EXERCISE:
Can you rewrite the data from its beginning through the line containing "point(49, 108)", putting "fence post" in place of "support post" and changing nothing else?

========

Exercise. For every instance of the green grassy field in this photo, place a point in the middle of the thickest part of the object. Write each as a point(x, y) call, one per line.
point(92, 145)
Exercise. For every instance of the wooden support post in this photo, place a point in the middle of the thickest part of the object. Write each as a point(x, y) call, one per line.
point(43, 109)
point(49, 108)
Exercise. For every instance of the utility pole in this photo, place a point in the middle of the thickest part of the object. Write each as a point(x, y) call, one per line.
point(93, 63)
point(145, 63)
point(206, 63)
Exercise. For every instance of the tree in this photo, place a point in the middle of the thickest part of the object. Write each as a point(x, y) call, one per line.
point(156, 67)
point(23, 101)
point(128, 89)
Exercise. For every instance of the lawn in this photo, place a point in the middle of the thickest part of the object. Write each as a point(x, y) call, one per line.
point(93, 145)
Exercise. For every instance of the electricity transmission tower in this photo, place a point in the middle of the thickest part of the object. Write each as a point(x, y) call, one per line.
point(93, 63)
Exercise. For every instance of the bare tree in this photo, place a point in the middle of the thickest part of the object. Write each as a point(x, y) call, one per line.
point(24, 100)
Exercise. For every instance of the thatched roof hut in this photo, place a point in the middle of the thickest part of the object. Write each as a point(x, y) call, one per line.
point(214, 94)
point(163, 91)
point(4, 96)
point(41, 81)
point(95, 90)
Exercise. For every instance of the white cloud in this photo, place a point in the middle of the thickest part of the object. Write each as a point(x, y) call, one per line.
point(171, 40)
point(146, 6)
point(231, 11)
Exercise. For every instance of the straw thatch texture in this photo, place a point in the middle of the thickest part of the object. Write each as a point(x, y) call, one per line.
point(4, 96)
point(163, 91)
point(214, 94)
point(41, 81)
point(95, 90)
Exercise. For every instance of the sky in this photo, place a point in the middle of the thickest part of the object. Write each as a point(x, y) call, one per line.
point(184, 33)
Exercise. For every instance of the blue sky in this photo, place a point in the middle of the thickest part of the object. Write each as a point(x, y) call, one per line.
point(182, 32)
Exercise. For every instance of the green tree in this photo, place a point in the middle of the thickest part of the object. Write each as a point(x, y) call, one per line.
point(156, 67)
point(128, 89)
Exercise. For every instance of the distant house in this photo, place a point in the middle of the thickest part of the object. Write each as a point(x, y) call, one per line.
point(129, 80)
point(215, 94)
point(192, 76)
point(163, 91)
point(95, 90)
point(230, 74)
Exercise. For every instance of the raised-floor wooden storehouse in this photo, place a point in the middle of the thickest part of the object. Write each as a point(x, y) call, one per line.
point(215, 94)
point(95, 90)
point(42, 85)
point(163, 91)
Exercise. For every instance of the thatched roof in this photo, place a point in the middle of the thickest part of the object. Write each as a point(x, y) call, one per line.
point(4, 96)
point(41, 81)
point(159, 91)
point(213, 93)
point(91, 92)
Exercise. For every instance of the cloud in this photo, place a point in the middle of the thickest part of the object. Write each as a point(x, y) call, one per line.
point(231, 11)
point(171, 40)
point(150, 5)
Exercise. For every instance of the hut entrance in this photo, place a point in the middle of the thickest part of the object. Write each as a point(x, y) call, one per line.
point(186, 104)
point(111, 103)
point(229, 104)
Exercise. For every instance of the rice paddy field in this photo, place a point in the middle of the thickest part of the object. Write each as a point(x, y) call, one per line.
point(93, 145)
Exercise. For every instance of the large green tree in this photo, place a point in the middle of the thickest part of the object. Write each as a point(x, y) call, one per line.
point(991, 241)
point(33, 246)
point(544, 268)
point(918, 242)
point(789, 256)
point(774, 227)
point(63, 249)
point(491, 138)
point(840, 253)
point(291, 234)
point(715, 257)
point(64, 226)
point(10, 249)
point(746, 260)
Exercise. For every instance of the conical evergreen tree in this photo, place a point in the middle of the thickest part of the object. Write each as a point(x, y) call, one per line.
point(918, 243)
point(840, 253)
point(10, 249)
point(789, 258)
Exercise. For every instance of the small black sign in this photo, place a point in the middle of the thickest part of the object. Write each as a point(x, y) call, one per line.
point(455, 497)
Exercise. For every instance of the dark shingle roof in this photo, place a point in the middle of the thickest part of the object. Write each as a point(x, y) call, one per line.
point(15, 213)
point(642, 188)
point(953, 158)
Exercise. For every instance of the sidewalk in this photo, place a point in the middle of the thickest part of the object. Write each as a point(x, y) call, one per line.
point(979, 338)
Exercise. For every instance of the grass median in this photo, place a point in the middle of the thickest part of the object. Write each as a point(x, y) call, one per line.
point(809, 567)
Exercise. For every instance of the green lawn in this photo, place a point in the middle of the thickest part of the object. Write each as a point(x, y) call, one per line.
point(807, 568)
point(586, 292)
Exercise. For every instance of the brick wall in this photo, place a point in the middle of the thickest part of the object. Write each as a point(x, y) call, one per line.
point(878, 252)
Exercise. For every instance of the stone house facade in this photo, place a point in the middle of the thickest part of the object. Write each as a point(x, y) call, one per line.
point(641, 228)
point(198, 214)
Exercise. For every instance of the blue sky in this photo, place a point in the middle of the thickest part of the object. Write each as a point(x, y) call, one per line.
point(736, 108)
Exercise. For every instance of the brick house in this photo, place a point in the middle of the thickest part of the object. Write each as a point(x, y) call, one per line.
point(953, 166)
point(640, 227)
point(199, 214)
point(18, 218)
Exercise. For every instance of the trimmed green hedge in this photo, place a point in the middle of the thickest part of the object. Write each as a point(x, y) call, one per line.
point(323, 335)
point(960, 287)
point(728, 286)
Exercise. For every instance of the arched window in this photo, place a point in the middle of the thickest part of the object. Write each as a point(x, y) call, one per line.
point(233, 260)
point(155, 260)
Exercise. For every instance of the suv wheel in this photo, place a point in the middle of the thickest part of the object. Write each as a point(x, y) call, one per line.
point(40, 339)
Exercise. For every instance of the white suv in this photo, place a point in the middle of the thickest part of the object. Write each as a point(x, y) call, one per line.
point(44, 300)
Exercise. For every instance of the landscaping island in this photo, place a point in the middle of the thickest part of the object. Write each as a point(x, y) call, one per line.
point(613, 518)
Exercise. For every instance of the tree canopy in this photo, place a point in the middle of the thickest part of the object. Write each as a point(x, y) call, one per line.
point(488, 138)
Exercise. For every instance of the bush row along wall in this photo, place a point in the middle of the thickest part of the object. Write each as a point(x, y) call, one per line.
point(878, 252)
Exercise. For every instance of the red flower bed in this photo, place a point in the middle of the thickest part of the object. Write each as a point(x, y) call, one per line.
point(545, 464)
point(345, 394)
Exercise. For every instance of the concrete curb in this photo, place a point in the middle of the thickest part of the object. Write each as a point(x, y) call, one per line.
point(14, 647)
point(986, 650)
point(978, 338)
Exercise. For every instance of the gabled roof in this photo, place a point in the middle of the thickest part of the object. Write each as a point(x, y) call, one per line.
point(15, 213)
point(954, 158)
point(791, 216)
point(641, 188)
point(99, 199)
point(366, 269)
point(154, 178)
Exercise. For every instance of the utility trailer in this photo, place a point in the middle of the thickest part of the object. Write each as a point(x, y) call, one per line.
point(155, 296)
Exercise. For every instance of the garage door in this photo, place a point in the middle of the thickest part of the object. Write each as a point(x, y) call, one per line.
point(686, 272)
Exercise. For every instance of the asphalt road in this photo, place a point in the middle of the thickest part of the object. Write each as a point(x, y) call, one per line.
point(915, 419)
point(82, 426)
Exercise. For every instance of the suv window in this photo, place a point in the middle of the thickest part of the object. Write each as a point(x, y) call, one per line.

========

RESULT:
Exercise. For every instance of the green grassy field in this photo, place a point in the middle of the thickest part of the object. Write each as a point(x, y) call, one per line.
point(92, 145)
Exercise. For every instance of the wooden fence post in this photo, place a point in the middle of the thickest part of the object. Write each as a point(x, y) call, one per line.
point(43, 109)
point(49, 108)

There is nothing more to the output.